● **Document passage**
▬▬▬▬▬▬▬▬▬▬

> AI has gotten so good that despite any misgivings, “everyone is using A.I.”
In my experience, it's a mixed bag. I wrote this comment[0], yesterday. It reflects my current work, and how I am integrating an LLM.
I have used it for two parts of my project:
1) The backend (PHP), and
2) The frontend (Swift)
It has been a huge help, in both, but #2 is a cautionary tale. It really needs adult supervision, in developing native UIKit Swift apps. I'm realizing how truly bad the code it wrote was. I mean, terrible.
That's jarring, because it did a great job with #1. It made sound, reasonable design decisions, and provided code that is better than what I would write.
With #2, it behaved exactly like an inexperienced engineer, panicking, when confronted with real-world problems. My rewrite is going to feature a much simpler, sound approach.
All that said, it has been a net positive, and has increased my productivity by a large margin.
I guess the lesson I needed to get from this, is that it is good at helping me to find problems, but maybe not so good at fixing them.
This would be expected. The corner cases people faced with PHP throughout the decades have been well documented on the internet for eons.
Swift, not so much. It's relatively new. Looking at AI's abilities like an engineer's career span scaled about 10-20x of time makes it make a bit more sense.
It's going to be worse at newer/niche things, intuitively - which is only going to get worse as it "learns" from garbage outputted by other LLMs moving forward.
That's just one way to use LLMs though. Recently on a flight I could not figure out how to connect my wife's earphones (i.e. put them in pairing mode) to my macbook since I was used to the old Airpods Pro case. So I asked Gemma4 26B A4B (offline, LM Studio) and was told to use the 'two tap on front of case' gesture, which worked. This situation would have been significantly more frustrating without (local) LLMs. I'm essentially carrying around a basic "how to" on everything, inaccurate though it may be, it's better than nothing.
Isn’t it because Swift (and SwiftUI, if you used that) changes the recommended approach to solving X every 18 months?
My experience was different. I found it extremely good at fronting technology like react while I had to hand hold it for the backend tasks. Even with fable it was the same.
Would you describe yourself as more skilled at frontend engineering or at backend engineering?
Well Apple just released a bunch of Agent Skills. I tried it on my macOS apps and I noticed some improvements codewise and updated some deprecations I didn’t know existed in Swift.

▬▬▬▬▬▬▬▬▬▬

● **Input data**

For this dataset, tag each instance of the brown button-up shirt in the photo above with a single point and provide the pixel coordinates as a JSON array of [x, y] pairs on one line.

▬▬▬▬▬▬▬▬▬▬

● **Activity 1**
From the thread about AI coding help, write out the passage between "Swift, not so" and "LLMs moving forward.", inclusive.
● **Activity 2**
Translate this sentence from the thread about AI coding help into Spanish: "All that said, it has been a net positive, and has increased my productivity by a large margin."
The data isn't needed for this work.

● **Written solution 1**
Swift, not so much. It's relatively new. Looking at AI's abilities like an engineer's career span scaled about 10-20x of time makes it make a bit more sense.
It's going to be worse at newer/niche things, intuitively - which is only going to get worse as it "learns" from garbage outputted by other LLMs moving forward.

● **Written solution 2**
Dicho todo esto, ha supuesto un beneficio neto y ha aumentado mi productividad en gran medida.